Prompt:
Extract each line of the rows below that contains the string "blue".

start Stored data

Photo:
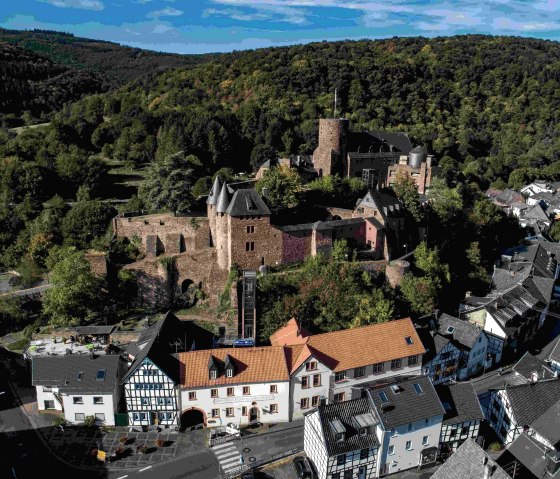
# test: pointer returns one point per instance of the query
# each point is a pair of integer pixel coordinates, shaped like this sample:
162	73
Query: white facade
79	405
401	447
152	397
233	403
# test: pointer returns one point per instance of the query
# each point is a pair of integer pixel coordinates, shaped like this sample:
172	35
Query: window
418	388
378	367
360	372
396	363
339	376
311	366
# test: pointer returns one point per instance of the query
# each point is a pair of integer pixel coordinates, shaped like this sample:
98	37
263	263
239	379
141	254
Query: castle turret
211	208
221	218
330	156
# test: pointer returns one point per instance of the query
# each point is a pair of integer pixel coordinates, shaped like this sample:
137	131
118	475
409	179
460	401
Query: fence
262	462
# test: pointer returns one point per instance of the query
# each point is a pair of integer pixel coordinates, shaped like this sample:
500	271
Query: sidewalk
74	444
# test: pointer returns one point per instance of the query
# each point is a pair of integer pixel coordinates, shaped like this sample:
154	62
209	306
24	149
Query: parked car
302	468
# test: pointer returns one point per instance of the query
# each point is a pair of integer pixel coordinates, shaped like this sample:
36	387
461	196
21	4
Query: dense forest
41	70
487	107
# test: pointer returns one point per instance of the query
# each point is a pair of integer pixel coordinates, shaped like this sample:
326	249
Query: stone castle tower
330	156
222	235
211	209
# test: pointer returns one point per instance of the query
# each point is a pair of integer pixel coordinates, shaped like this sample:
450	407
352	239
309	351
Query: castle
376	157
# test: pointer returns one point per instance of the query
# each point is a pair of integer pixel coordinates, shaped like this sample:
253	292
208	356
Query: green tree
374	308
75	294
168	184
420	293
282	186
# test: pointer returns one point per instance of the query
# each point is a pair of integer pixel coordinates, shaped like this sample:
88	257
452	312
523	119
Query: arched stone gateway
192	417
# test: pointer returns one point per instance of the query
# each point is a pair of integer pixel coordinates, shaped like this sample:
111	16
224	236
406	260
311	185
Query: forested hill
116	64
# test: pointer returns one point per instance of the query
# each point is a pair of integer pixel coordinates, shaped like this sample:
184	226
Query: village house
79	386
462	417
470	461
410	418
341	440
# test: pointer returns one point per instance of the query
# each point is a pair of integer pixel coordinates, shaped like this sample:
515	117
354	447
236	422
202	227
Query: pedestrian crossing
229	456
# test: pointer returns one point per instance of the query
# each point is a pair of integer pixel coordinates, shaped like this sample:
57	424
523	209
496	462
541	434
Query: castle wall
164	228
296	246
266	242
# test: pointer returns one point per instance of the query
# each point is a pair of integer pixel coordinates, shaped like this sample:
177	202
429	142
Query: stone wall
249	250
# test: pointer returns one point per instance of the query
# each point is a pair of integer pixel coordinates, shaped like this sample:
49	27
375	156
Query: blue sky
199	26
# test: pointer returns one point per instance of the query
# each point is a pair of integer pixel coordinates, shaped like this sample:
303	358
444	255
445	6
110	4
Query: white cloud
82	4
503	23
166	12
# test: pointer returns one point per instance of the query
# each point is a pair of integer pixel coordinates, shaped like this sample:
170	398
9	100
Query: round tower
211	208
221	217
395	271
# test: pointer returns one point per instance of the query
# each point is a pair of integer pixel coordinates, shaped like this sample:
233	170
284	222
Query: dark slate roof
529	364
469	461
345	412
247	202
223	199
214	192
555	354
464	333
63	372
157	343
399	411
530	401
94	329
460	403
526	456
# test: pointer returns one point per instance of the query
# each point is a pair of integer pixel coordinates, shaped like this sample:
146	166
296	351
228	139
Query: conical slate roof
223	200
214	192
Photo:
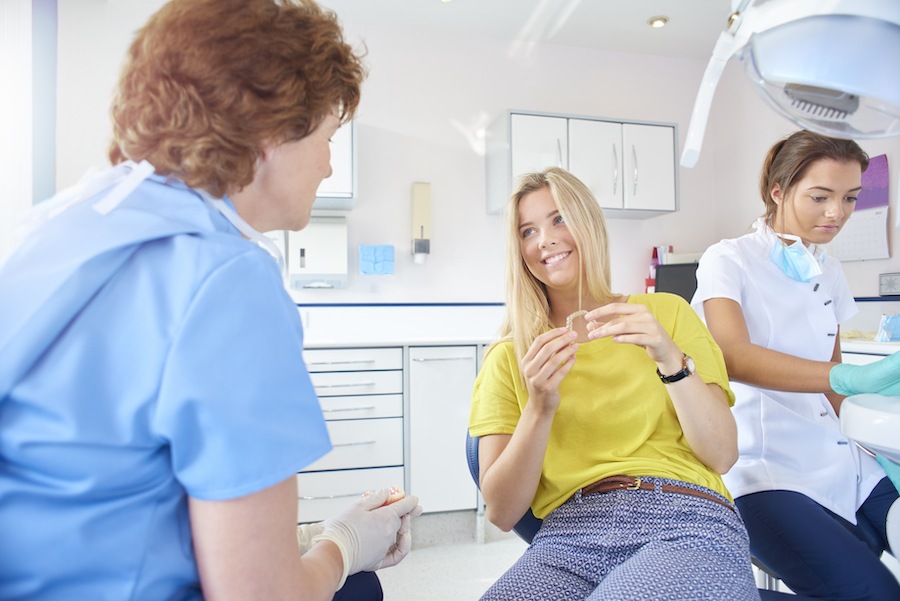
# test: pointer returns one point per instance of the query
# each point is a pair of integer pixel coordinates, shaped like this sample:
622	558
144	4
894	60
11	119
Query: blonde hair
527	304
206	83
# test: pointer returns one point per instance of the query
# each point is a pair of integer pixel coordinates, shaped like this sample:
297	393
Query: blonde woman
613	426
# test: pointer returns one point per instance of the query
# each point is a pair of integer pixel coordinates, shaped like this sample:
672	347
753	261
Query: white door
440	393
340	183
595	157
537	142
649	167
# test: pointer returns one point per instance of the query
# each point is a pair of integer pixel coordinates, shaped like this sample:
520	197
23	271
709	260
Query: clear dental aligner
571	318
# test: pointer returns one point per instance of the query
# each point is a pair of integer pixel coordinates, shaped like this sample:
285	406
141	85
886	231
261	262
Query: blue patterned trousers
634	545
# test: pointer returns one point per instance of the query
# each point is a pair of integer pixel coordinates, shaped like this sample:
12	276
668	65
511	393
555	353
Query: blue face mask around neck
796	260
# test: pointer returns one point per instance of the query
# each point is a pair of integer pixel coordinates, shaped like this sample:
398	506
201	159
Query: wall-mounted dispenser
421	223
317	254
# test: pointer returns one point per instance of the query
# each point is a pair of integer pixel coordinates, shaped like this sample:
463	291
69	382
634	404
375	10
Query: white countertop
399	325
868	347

end Stored data
start Stored data

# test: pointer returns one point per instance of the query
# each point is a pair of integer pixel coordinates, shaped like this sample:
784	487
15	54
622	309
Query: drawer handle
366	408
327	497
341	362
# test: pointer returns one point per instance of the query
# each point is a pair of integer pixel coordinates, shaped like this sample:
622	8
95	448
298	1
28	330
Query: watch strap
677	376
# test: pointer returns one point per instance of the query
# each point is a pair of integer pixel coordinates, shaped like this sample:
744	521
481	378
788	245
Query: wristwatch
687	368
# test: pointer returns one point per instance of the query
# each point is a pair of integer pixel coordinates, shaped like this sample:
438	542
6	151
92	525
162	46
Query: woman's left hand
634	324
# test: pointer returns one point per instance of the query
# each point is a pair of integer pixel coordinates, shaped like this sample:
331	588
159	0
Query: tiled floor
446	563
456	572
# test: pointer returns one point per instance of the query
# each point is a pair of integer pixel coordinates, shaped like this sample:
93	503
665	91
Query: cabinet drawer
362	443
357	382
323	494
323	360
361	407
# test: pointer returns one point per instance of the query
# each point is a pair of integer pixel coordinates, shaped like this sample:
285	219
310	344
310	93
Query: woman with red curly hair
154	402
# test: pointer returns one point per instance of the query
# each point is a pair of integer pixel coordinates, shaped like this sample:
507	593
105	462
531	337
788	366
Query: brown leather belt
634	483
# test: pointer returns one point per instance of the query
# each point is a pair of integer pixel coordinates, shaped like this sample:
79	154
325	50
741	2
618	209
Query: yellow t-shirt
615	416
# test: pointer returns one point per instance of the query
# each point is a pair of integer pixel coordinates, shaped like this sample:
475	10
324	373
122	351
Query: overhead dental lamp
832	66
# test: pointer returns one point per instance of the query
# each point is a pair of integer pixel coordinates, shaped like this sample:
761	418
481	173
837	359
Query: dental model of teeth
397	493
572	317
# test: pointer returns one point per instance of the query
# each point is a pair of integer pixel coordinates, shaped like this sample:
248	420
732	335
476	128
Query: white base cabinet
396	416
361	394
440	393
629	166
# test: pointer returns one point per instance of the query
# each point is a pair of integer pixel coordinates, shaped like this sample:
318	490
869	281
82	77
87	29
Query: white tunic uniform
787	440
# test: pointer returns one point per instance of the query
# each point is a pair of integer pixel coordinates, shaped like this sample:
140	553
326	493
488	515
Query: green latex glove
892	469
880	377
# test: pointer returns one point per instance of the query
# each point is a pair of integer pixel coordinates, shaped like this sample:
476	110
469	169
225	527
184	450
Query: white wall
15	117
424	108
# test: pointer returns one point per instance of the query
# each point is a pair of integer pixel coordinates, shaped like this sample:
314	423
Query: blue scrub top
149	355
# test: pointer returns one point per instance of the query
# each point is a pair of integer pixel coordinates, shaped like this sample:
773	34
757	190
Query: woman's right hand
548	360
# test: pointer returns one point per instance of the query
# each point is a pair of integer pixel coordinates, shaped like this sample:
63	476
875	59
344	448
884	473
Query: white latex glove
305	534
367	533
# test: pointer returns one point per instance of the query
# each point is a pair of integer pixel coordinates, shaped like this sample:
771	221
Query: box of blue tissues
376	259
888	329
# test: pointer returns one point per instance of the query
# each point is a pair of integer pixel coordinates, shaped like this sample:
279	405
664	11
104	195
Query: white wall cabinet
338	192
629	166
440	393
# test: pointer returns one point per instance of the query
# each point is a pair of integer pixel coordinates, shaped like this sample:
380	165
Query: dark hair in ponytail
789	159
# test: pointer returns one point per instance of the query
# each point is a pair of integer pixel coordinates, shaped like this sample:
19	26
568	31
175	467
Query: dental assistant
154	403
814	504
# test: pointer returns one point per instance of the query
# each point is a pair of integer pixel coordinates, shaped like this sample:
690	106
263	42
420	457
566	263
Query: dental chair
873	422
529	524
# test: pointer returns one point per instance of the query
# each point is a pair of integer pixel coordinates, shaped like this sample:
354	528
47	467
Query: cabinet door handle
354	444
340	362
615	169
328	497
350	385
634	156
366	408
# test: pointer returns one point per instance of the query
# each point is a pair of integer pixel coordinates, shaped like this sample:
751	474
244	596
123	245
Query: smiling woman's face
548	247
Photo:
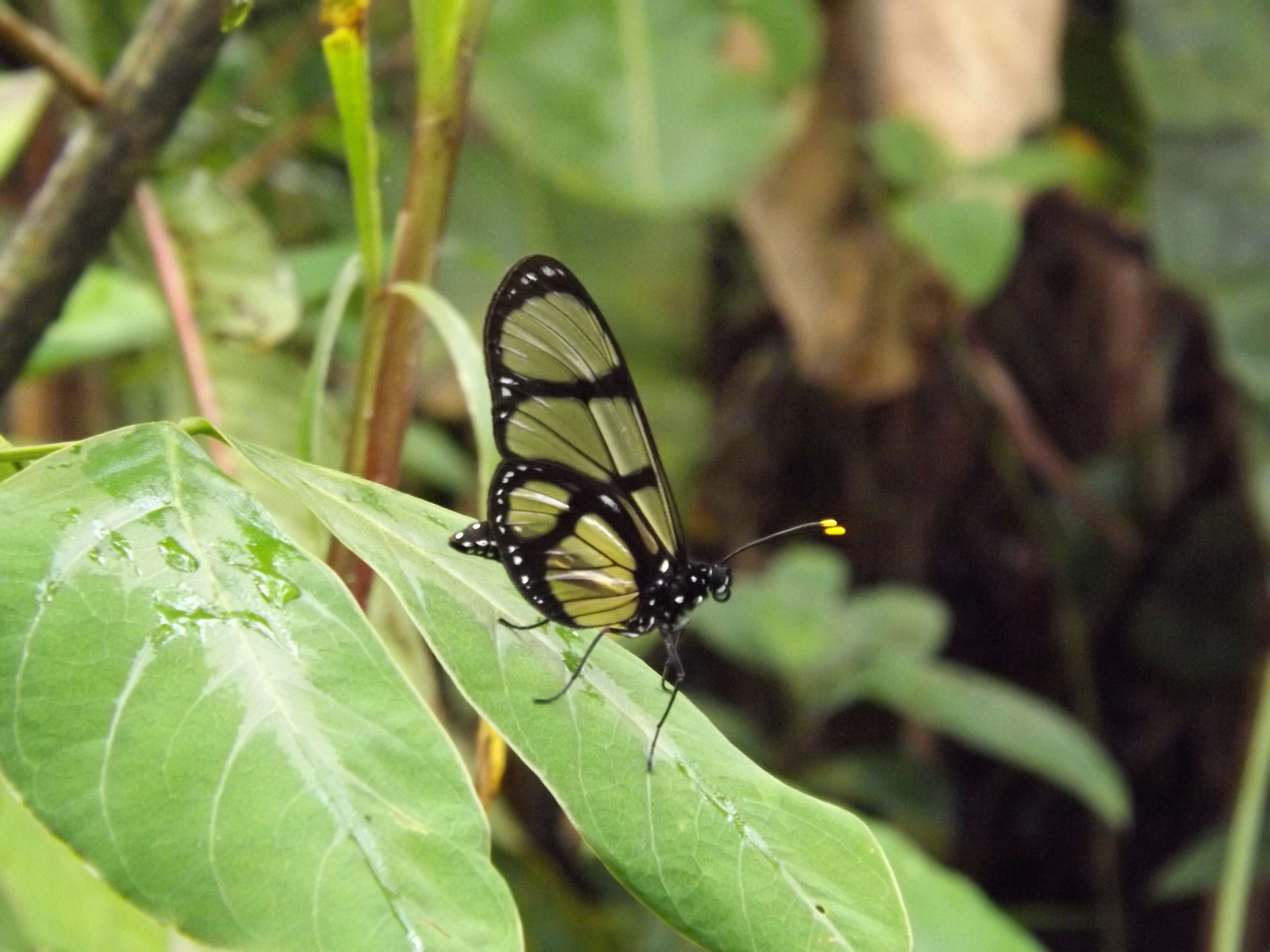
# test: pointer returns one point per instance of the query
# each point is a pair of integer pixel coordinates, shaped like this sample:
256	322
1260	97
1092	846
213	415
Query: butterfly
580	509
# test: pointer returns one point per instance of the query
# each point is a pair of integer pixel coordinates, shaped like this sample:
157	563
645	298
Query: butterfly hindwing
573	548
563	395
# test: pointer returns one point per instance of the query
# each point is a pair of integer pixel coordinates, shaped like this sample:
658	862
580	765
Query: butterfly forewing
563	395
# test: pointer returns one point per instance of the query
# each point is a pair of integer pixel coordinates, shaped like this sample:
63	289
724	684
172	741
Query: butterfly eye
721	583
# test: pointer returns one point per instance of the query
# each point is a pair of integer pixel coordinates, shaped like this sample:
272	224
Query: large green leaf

end Stored data

Finished answer:
Query: blue sky
Query: blue patterned trousers
Query: blue face mask around neck
Query: blue scrub top
Query: box of blue tissues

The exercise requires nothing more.